--- Text block Enclosed Below ---

The first bill (A-3585), sponsored by Muoio, Gusciora, Schaer, Holley & Wimberly, would require municipalities to inspect every single-family and two-family rental dwelling located within the municipality for lead-based paint hazards at least once every five years. Single-family and two-family rental dwellings on which encapsulation has been performed to remediate lead-based paint hazards would have to be inspected at least once every two years.
Municipalities would charge a fee for the inspection at a rate proportional to the current “Hotel and Multiple Dwelling Law” fee schedule. Municipalities would also be required to impose an additional fee of $20 per unit inspected for deposit into the “Lead Hazard Control Assistance Fund.”
Under the bill, inspectors would have to report the number of inspections conducted annually and identify areas that have a high risk of lead exposure to the Department of Community Affairs.
The department would be required to compile the reports and make them available to the public on its website. Lastly, the department would have to submit an annual report to the Department of Health, the governor, and the Legislature detailing statewide lead inspection activity, as well as recommendations for more efficient lead hazard detection and abatement.
The second bill (A-3611), sponsored by Muoio, Holley & Wimberly, would require every property sale contract to include a provision requiring an inspection of the property for lead-based paint hazards, as a condition of the sale. The inspector would have to be certified by the Department of Community Affairs (DCA). If no lead hazards are found, the property would be certified as lead-safe on a form prescribed by the DCA.

--- End of Enclosed Text block ---
--- Data provided Enclosed Below ---

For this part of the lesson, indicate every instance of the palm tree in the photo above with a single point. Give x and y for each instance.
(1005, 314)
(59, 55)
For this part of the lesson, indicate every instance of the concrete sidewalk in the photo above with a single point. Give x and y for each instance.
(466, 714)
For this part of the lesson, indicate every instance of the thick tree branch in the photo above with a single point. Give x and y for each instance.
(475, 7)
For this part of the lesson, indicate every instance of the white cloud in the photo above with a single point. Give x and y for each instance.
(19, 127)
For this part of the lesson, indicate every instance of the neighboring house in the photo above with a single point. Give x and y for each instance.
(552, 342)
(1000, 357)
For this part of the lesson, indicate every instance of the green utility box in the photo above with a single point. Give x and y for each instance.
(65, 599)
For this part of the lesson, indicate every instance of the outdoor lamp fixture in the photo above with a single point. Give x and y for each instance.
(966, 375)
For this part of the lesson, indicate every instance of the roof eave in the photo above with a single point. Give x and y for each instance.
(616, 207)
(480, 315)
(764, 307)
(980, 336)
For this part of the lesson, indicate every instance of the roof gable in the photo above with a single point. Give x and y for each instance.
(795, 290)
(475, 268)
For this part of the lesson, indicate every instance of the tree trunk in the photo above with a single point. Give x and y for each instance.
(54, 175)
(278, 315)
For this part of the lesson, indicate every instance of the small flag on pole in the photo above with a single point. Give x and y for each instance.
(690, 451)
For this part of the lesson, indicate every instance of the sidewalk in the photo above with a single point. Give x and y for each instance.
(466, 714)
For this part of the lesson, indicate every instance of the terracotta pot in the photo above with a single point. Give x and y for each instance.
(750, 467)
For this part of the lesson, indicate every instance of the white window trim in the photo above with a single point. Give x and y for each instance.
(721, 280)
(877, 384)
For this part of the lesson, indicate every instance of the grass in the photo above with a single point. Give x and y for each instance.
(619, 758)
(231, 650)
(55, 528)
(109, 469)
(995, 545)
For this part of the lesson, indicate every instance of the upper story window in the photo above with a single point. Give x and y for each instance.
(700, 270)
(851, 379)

--- End of Enclosed Data provided ---

*Exercise requirements*:
#1 Can you condense the paragraph of the text on the lead paint bills that begins "Municipalities would charge a fee" into a shorter version that keeps its main facts?
#2 Could you substitute "inspection officers" for "inspectors" and give the part of the text on the lead paint bills from "Municipalities would charge" up to and including "detection and abatement."?

*Results in order*:
#1 Municipalities would charge an inspection fee proportional to the current "Hotel and Multiple Dwelling Law" fee schedule. They would also have to add a $20 fee per inspected unit, to be deposited into the "Lead Hazard Control Assistance Fund."

#2
Municipalities would charge a fee for the inspection at a rate proportional to the current “Hotel and Multiple Dwelling Law” fee schedule. Municipalities would also be required to impose an additional fee of $20 per unit inspected for deposit into the “Lead Hazard Control Assistance Fund.”
Under the bill, inspection officers would have to report the number of inspections conducted annually and identify areas that have a high risk of lead exposure to the Department of Community Affairs.
The department would be required to compile the reports and make them available to the public on its website. Lastly, the department would have to submit an annual report to the Department of Health, the governor, and the Legislature detailing statewide lead inspection activity, as well as recommendations for more efficient lead hazard detection and abatement.